-- Start --

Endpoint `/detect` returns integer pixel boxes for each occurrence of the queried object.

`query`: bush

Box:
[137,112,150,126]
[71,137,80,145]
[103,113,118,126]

-- End --

| SHORT PROBLEM |
Turn every line of the material above into a numbered list, leaving out the blank lines.

| THE COMPLETED TASK |
1. Endpoint `/detect` returns integer pixel boxes for each occurrence of the queried object.
2. `query`: bush
3. Box:
4. [137,112,150,126]
5. [71,137,80,145]
6. [103,113,118,126]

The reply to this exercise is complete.